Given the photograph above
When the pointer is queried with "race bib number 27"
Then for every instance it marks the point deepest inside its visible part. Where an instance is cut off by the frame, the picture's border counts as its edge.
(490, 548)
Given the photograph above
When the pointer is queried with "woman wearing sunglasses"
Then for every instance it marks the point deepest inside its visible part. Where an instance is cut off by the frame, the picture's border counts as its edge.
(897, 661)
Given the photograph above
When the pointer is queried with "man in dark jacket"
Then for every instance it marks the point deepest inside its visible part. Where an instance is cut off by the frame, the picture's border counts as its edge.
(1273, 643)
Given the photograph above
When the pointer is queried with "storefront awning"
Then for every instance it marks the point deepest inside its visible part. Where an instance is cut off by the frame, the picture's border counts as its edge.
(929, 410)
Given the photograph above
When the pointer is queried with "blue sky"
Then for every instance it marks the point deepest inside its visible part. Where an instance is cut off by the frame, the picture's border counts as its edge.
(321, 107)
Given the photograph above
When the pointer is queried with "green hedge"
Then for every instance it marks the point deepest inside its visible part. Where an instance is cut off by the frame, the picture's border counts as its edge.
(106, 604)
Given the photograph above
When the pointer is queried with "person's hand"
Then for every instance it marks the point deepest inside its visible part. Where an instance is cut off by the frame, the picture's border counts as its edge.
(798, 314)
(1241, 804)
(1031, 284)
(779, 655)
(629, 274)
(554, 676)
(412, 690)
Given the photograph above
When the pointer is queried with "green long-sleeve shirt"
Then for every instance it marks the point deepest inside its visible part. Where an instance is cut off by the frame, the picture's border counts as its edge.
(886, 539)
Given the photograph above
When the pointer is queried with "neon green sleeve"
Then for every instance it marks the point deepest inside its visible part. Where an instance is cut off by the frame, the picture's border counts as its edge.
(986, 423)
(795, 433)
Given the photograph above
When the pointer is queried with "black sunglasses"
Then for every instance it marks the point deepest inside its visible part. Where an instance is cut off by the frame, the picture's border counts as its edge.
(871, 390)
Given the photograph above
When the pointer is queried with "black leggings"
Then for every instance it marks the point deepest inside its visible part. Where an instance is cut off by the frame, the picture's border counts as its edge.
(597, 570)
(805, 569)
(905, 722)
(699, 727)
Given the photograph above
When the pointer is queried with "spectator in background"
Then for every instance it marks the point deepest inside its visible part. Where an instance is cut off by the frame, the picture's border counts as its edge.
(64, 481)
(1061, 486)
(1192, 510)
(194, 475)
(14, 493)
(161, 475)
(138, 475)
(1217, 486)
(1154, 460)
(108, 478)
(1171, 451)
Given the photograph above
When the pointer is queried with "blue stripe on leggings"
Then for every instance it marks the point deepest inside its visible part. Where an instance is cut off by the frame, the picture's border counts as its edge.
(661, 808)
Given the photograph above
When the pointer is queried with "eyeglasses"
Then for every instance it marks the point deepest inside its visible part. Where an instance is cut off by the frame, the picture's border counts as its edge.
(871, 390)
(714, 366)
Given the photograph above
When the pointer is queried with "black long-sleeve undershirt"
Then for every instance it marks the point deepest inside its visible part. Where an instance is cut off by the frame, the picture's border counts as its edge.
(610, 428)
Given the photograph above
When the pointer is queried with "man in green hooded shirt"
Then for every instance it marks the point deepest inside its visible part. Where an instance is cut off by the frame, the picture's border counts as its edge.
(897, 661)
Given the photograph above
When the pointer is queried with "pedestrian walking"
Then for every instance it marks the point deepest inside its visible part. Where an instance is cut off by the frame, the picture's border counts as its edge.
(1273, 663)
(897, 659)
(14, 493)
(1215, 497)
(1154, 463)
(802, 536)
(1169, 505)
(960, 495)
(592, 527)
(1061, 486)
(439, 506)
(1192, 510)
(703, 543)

========================

• **Task goal**
Whenever a line of the material holds the word "green", copy it out.

• **Exercise solution**
When the pointer is queried with "green hedge"
When the pointer is queried with "green long-sleeve shirt"
When the pointer is queried with "neon green sleeve"
When the pointer is queried with "man in green hooded shirt"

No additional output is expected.